*DATA TO EXAMINE:*
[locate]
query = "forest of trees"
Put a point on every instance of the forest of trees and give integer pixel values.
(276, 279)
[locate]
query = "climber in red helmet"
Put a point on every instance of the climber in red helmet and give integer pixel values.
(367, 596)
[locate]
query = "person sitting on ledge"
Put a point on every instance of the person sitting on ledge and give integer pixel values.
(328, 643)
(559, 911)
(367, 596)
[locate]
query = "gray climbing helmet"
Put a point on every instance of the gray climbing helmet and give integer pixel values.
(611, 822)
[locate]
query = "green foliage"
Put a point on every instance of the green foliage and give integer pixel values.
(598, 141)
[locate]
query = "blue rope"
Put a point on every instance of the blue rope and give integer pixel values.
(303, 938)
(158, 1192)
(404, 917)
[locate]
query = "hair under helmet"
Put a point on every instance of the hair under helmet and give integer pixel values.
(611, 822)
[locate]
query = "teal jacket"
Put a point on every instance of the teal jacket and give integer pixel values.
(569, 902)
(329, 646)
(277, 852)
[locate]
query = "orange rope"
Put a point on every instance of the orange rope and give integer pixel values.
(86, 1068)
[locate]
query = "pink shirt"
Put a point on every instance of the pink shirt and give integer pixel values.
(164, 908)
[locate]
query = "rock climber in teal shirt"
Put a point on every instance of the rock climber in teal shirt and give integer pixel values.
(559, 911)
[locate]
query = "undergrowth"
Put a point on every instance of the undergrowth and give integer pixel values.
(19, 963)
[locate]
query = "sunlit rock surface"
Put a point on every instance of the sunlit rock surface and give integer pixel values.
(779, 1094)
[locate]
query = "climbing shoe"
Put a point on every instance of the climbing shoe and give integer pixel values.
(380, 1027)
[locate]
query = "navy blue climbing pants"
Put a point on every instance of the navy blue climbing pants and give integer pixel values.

---

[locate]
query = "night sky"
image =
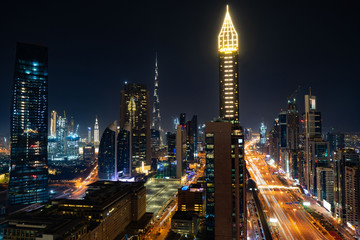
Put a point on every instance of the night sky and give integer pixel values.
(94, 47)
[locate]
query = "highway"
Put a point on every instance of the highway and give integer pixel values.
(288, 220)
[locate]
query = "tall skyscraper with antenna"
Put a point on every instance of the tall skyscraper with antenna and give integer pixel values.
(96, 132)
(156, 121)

*WHAT TO WORK ON:* In the records, locate each line holding the string "navy" and copy it.

*RESPONSE TO THE EXERCISE:*
query = "navy blue climbing pants"
Put a point on every instance of the navy blue climbing pants and give integer pixel values.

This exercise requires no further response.